[Exercise]: Report each line in the records below that contains the word "palm", matching its case exactly.

[Material provided]:
········
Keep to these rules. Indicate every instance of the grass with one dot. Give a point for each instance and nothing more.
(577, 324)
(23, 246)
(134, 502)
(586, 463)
········
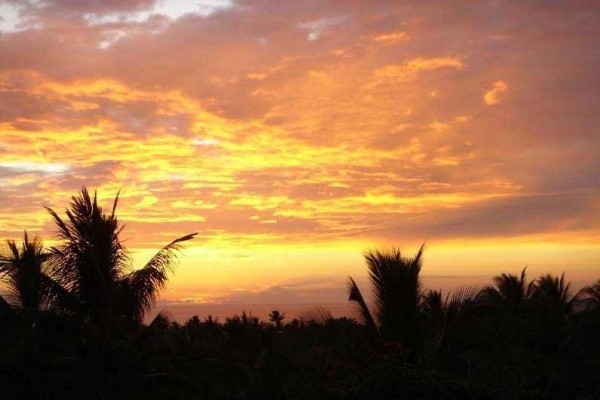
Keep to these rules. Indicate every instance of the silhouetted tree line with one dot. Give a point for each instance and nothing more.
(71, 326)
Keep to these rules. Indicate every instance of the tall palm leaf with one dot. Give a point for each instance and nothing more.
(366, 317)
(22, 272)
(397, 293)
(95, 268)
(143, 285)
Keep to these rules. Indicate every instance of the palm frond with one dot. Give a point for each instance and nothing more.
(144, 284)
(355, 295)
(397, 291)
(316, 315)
········
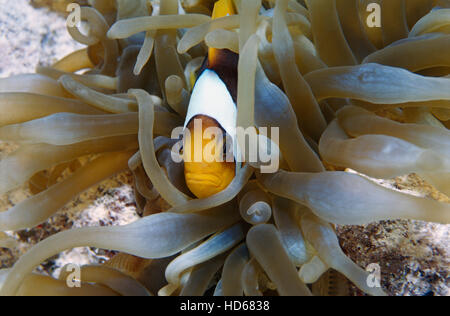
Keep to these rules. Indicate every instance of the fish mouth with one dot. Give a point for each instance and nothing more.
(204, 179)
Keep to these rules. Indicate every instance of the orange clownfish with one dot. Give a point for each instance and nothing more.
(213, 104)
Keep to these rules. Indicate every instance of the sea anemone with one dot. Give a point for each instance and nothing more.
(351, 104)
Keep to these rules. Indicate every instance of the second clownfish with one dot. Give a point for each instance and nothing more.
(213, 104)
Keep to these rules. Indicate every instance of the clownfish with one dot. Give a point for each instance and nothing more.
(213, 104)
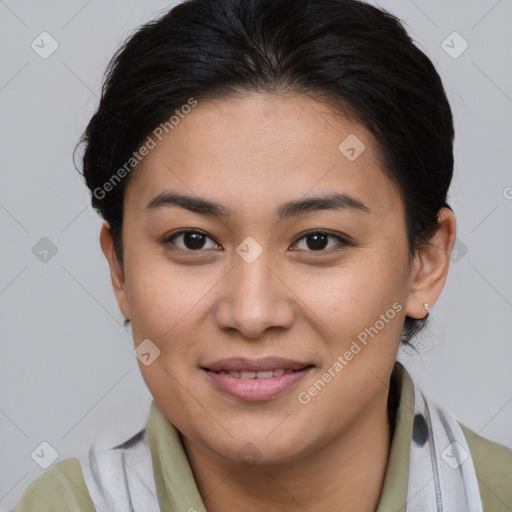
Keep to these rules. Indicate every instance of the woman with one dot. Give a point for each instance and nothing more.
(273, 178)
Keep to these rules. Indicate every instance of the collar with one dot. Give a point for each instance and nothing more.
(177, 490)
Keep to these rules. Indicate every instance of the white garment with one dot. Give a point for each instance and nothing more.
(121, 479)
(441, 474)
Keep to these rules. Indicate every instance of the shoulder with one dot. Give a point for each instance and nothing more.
········
[Task answer]:
Keep to these rules. Indicate every instance of the tall palm leaf with one dot. Give a point for each instance and nothing more.
Keep to these rules. Indicate every instance of the palm frond with one dot. Give a point for each instance and nothing more.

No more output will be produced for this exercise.